= What is asked =
A) Copy the passage of the London blog post word for word, starting at "I am sure some" and ending at "See the rebellion?".
B) Proceed with the London blog post about the film directing course, picking up after its last sentence.

= Excerpt to read =
========================================
Belated Greetings from London

Hello from London!

Well, specifically, from Greater London since I am now currently entering Week 2 for my 4 week film directing course. After months of fretting, worrying about the course and agonizing deeply as to whether I’m a writer or a director – well, here I am, on Week 2 on a film directing course, and starting to speak with all the directing lingo. Oh yes, I can speak dirty to you – but what I mean by dirty, I mean, a reverse shot off the shoulder dirty medium close up shot.

Coming back to London to do a course feels very strange. It is the anniversary of the first time I set foot in England to study. Of course, back then I was a wide-eyed, naive and cocky 18 year old, ready to do Economics and ready to become an investment banker. Sometimes I wonder if I were to meet that same 18 year old, would that 18 year old be ashamed to meet the 28 year old that she had become? Would she be disappointed? I would like to think that 18 year old would be kinda pleased that 10 years on, married and all, she is still rebelling and doing things her way.


I am sure some of you are curious as to how the course is going. I had blogged earlier that I had been rather ambivalent about the entire thing. It had taken me ages to accept that I was no longer in finance and despite not quite liking a career in the corporate world, it was difficult to accept myself without a suit. It was only this year I was brave enough to tell people that I am a writer and now to go on a course, where I fully embrace creativity…to be frank, it was terrifying. My parents are not the sort to force any of their kids to do anything that we wouldn’t want to but having said that, I always describe myself as Asian, embracing rather Asian values without my parents forcing me to. Yes, that included wanting to do something mathy, something science-y. But I rebelled. I did not do accounting. I did economics. Aha, see the difference? See the rebellion?

The first few days was very difficult for me. I’m not used to fully accepting myself as a “creative” as they say. Most people find it pretty effin’ weird that I would even give up what I had done i.e. finance to do something well, as some people have cruelly put it, unsubstantial as filmmaking or creative writing. So for the most part, in Malaysia, I find it very difficult to talk about it being creative, always couching the words writer with terms like “business plan” or “consulting” as opposed to “I write fuckin’ screenplays!”

On the first day, I remember, I was actually quite angry and upset with myself. I felt like I was struggling to find my footing, on where I really stood and I envied all these young people who were so sure of themselves. And I envied the confidence they had, years of working and struggling have certainly taken a toll on my confidence.
========================================
= Dataset section =
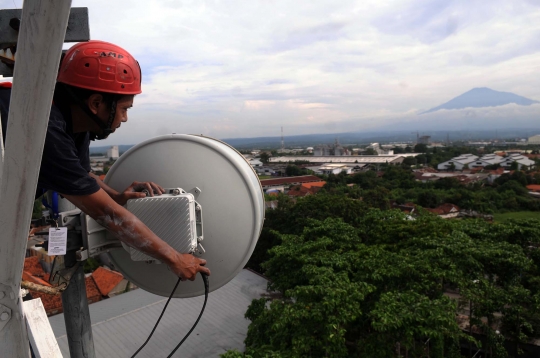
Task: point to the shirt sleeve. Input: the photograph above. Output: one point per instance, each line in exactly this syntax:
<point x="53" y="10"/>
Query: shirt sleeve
<point x="61" y="168"/>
========================================
= Outputs =
A)
I am sure some of you are curious as to how the course is going. I had blogged earlier that I had been rather ambivalent about the entire thing. It had taken me ages to accept that I was no longer in finance and despite not quite liking a career in the corporate world, it was difficult to accept myself without a suit. It was only this year I was brave enough to tell people that I am a writer and now to go on a course, where I fully embrace creativity…to be frank, it was terrifying. My parents are not the sort to force any of their kids to do anything that we wouldn’t want to but having said that, I always describe myself as Asian, embracing rather Asian values without my parents forcing me to. Yes, that included wanting to do something mathy, something science-y. But I rebelled. I did not do accounting. I did economics. Aha, see the difference? See the rebellion?

B)
But as each day went on, as I started to direct and started to learn about film, it suddenly became…addictive. I would go home thinking about movies, thinking about each scene and about editing. I meet David on Wednesdays (despite only being in London for two weeks now, the two of us have quickly established a routine: Cheap and Cheerful Wednesday) – and on the first Wednesday I said that, “You know what? I’m genuinely happy. I’m genuinely happy I looking at scripts, I’m genuinely happy I’m looking at stories. And I’m genuinely happy I am being creative.”

And I am. I watch TV shows with a more critical eye, but at the same time, I feel more humbled on how difficult it is to collaborate and become creative together. The director may pull it all together, but without every single person, like the sound guy, the director of photography, the make up, the costumes, the props, the actors – it is not going to work. And each of these roles are incredibly creative in their own right and so, to coordinate everyone is a difficult task.

I really enjoy the intellectual challenge behind interpreting each script. I remember in some of my writing courses, my tutor used to bang on about subtext, or reading between the lines and despite her hardest to explain, none of us quite got it. I vaguely understood even as I wrote that what I write on paper, is not quite what is being said – but it never crystalized properly until I did this course. Suddenly, good movies like American Beauty become a work of genius and again, I am awe-struck by the depth of Alan Ball’s script and the clarity of the message he was trying to put across.

That is not to say there are not any bad days. While I am very comfortable in interpreting scripts and in writing, I struggled with things like editing and in the first few days, camera positioning. Editing for me was extremely difficult and when I got things wrong – it was rather demoralizing as I’m the sort that strives for perfection. But as I keep telling myself – it can only get better with practice, so I try not to get too upset.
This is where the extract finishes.